[START SOURCE MATERIAL]

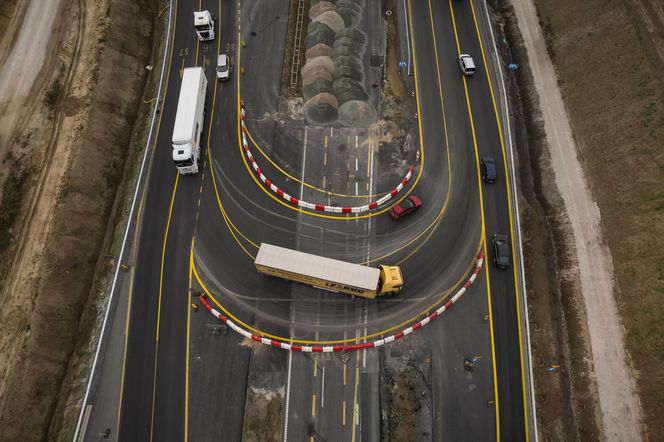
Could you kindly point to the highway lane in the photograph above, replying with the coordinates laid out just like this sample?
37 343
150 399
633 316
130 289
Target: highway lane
154 389
224 260
457 31
232 278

[END SOURCE MATERIAL]

SET TASK = Retype every line of the entries above without changing anything, and leave out the pictures.

SOLUTION TO THE PROBLEM =
Could you kindly point to the highway lane in the photograph above, replying with the coordinates laid out just like this sample?
37 343
150 399
633 316
130 289
Target: highway lane
154 389
224 260
457 31
232 278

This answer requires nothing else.